BEGIN SOURCE PASSAGE

As shown in Figure 29 and Figure 30, at t = 67.9 μs, the “/” spanwise wave peak of the sixth vertical surface wave peak undergoes a depression under the effect of the crossflow, and the local vertical wave structure on the “/” spanwise wave peak is further deepened. The seventh vertical surface wave peak, with an angle of about 30° to the left, has already appeared, on which there are still significant spanwise surface waves. The left second valley between the fourth and fifth vertical surface wave peaks in red circle begins to break. There is only a thin strip of liquid between the left half of the third and fourth vertical surface wave peaks. ⑥ and ⑦ refer to the sixth and seventh vertical surface wave peaks.
As shown in Figure 31 and Figure 32, at t = 70.0 μs, the “/” spanwise peak of the sixth vertical surface wave increases in size, while the shape is hardly changed, and the “\” spanwise peak of the sixth vertical surface wave becomes torn at the local vertical wave valley on the basis of the local vertical wave structure. The seventh vertical surface wave continues to develop, whose rightmost valley has the most severe deformation. The left second valley between the fourth and fifth vertical surface wave peaks in red circle disintegrates completely. Meanwhile, the left half of the third and fourth surface wave peaks are disconnected completely. ⑥ and ⑦ refer to the sixth and seventh vertical surface wave peaks.
As shown in Figure 33 and Figure 34, at t = 71.9 μs, the sixth vertical surface wave disintegrates completely in the spanwise direction, leaving only a small protrusion. The seventh vertical surface wave develops further and the rightmost valley remains the largest spanwise valley on the seventh vertical surface wave. The right first valley between the fourth and fifth vertical surface wave peaks in red circle is already broken. The remaining banded liquid on the left side of the third vertical surface wave disintegrates, breaking up into many ligaments and large droplets from the continuous banded liquid. ⑥ and ⑦ refer to the sixth and seventh vertical surface wave peaks.
As shown in Figure 35 and Figure 36, at t = 73.9 μs, the remaining protrusion structure of the sixth vertical surface wave still exists and continues to develop with the jet. The rightmost valley of the seventh vertical surface wave undergoes significant changes, with droplets shedding, while the other spanwise surface waves show little change. The eighth vertical surface wave is in its nascent stage, with a small scale and regular shape. The right first valley between the fourth and fifth vertical surface wave peaks in red circle is almost completely riven. The third vertical surface wave peak dissipates by more than half, while there is still residual liquid of the second vertical surface wave on it that has not yet fallen off. ⑥ to ⑧ refer to the sixth to eighth vertical surface wave peaks.

END SOURCE PASSAGE

-- GOALS --
1) Write out the stretch of the surface wave passage from "As shown in Figure 35" through "eighth vertical surface wave peaks." word for word.
2) According to the surface wave passage, what happens to the sixth vertical surface wave at t = 71.9 μs?
Rely only on the surface wave passage.

BEGIN DATA EXCERPTS

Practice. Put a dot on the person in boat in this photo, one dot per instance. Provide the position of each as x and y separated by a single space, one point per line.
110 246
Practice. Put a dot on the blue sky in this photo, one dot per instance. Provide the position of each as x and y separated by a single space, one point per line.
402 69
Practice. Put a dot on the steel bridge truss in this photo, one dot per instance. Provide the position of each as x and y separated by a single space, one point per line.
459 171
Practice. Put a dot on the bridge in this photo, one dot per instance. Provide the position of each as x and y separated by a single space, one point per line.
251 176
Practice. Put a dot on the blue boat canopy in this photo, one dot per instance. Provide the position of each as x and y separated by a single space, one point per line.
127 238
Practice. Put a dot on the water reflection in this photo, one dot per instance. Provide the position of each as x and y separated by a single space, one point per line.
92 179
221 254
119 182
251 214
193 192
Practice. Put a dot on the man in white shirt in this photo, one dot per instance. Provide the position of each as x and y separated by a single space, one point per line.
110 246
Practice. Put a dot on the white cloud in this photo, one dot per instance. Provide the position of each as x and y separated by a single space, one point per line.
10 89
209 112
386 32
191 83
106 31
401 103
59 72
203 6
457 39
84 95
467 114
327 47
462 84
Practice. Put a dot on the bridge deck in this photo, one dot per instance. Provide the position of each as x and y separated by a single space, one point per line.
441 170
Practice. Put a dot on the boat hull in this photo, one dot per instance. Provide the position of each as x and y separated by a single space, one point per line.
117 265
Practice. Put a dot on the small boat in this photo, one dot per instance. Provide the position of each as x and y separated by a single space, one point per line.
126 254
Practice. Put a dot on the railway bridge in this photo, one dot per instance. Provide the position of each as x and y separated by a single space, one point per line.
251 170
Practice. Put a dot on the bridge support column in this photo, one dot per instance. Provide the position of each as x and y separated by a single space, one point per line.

END DATA EXCERPTS

-- THE REPLIES --
1)
As shown in Figure 35 and Figure 36, at t = 73.9 μs, the remaining protrusion structure of the sixth vertical surface wave still exists and continues to develop with the jet. The rightmost valley of the seventh vertical surface wave undergoes significant changes, with droplets shedding, while the other spanwise surface waves show little change. The eighth vertical surface wave is in its nascent stage, with a small scale and regular shape. The right first valley between the fourth and fifth vertical surface wave peaks in red circle is almost completely riven. The third vertical surface wave peak dissipates by more than half, while there is still residual liquid of the second vertical surface wave on it that has not yet fallen off. ⑥ to ⑧ refer to the sixth to eighth vertical surface wave peaks.

2) It disintegrates completely in the spanwise direction, leaving only a small protrusion.